● SELECTED EXCERPT:
· · · ·

Here’s how they work:
-
- First, the CNN receives an image—for example, of the letter “A”—that it processes as a collection of pixels.
- In the hidden layers, the CNN identifies unique features—for example, the individual lines that make up the letter “A.”
- The CNN can then classify a different image as the letter “A” if it finds that the new image has the same unique features previously identified as making up the letter.
- Recurrent neural network (RNN). RNNs are artificial neural networks whose connections include loops, meaning the model both moves data forward and loops it backward to run again through previous layers.
- RNNs are helpful for predicting a sentiment or an ending of a sequence, like a large sample of text, speech, or images. They can do this because each individual input is fed into the model by itself as well as in combination with the preceding input.
Which sectors can benefit from machine learning?
- Predictive maintenance. This use case is crucial for any industry or business that relies on equipment. Rather than waiting until a piece of equipment breaks down, companies can use predictive maintenance to project when maintenance will be needed, thereby reducing downtime and lowering operating costs. Machine learning and deep learning have the capacity to analyse large amounts of multifaceted data, which can increase the precision of predictive maintenance. For example, AI practitioners can layer in data from new inputs, like audio and image data, which can add nuance to a neural network’s analysis.
- Logistics optimsation. Using AI to optimise logistics can reduce costs through real-time forecasts and behavioural coaching. For example, AI can optimize routing of delivery traffic, improving fuel efficiency and reducing delivery times.
- Customer service. AI techniques in call centres can help enable a more seamless experience for customers and more efficient processing. The technology goes beyond understanding a caller’s words: deep learning analysis of audio can assess a customer’s tone. If the automated call service detects that a caller is getting upset, the system can reroute to a human operator or manager.

· · · ·

● INPUT DATA:
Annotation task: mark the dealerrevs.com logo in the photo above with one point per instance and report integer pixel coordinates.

· · · ·

● WHAT IS BEING ASKED: Extend the passage above on machine learning and the sectors that benefit from it, starting right after its final sentence.

● RESULT OF THE TASK:
Examples of organisations using machine learning?
- More than a dozen European banks have replaced older statistical-modelling approaches with machine learning techniques. In some cases, they’ve experienced 10 percent increases in sales of new products, 20 percent savings in capital expenditures, 20 percent increases in cash collections, and 20 percent declines in churn.
- Vistra, a large US-based power producer, built and deployed an AI-powered heat rate optimiser based on a neural network model. The model combed through years of data to help Vistra attain the most efficient thermal efficiency of a specific power plant.
How can mainstream organisations capture the full potential of machine learning?
- Reimagine challenges as machine learning problems. Not all business problems are machine learning problems. But some can be reframed as machine learning problems, which can enable novel approaches to creating solutions. This requires appropriate data sources, as well as clear definitions of ideal outcomes and objectives.
- Put machine learning at the core of enterprise architecture. Organizations can put machine learning at the core of their enterprise tech platforms, not as an auxiliary to systems architectures built around rules-based logic.
Develop a human-centred talent strategy. To capture these possibilities, enterprises need workforces capable of guiding technological adoption and proactively shaping how employees use new AI tools.